» Exercise brief
Render every line of the rows below as one numbered list, leaving out the blank lines.
== Task data
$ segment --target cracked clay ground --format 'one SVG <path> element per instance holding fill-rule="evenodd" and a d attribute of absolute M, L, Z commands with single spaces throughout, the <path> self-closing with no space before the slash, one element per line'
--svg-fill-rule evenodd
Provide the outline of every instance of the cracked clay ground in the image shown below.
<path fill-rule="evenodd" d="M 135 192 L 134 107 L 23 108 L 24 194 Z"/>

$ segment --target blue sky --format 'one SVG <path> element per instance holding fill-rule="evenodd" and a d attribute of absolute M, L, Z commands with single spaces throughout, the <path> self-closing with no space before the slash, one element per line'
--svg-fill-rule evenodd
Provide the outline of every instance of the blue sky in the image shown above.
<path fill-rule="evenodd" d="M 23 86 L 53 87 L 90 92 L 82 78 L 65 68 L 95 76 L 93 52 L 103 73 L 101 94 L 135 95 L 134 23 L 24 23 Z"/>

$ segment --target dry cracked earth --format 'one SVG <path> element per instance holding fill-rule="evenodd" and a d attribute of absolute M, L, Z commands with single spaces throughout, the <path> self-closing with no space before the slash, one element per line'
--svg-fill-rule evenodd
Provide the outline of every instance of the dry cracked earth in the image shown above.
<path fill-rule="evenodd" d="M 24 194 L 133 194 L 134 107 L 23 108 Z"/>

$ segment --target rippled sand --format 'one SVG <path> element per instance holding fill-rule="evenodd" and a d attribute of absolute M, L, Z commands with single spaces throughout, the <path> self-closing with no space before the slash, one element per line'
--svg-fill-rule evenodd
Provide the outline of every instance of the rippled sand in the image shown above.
====
» Result for this task
1. $ segment --target cracked clay ground --format 'one SVG <path> element per instance holding fill-rule="evenodd" and a d attribute of absolute M, L, Z commands with single spaces throughout, the <path> self-closing with no space before the slash, one element per line'
2. --svg-fill-rule evenodd
3. Provide the outline of every instance of the cracked clay ground in the image shown below.
4. <path fill-rule="evenodd" d="M 135 192 L 134 107 L 23 108 L 24 194 Z"/>
5. $ segment --target blue sky --format 'one SVG <path> element per instance holding fill-rule="evenodd" and a d attribute of absolute M, L, Z commands with single spaces throughout, the <path> self-closing with no space before the slash, one element per line'
6. --svg-fill-rule evenodd
7. Provide the outline of every instance of the blue sky in the image shown above.
8. <path fill-rule="evenodd" d="M 23 86 L 53 87 L 90 92 L 82 78 L 65 68 L 95 76 L 93 52 L 103 73 L 101 94 L 135 95 L 134 23 L 24 23 Z"/>
9. $ segment --target dry cracked earth --format 'one SVG <path> element per instance holding fill-rule="evenodd" and a d attribute of absolute M, L, Z commands with single spaces throughout, the <path> self-closing with no space before the slash, one element per line'
10. --svg-fill-rule evenodd
11. Provide the outline of every instance of the dry cracked earth in the image shown above.
12. <path fill-rule="evenodd" d="M 24 194 L 133 194 L 134 107 L 23 108 Z"/>
13. $ segment --target rippled sand --format 'one SVG <path> element per instance holding fill-rule="evenodd" and a d attribute of absolute M, L, Z commands with single spaces throughout, the <path> self-closing with no space before the slash, one element per line'
14. --svg-fill-rule evenodd
15. Provide the outline of every instance of the rippled sand in the image shown above.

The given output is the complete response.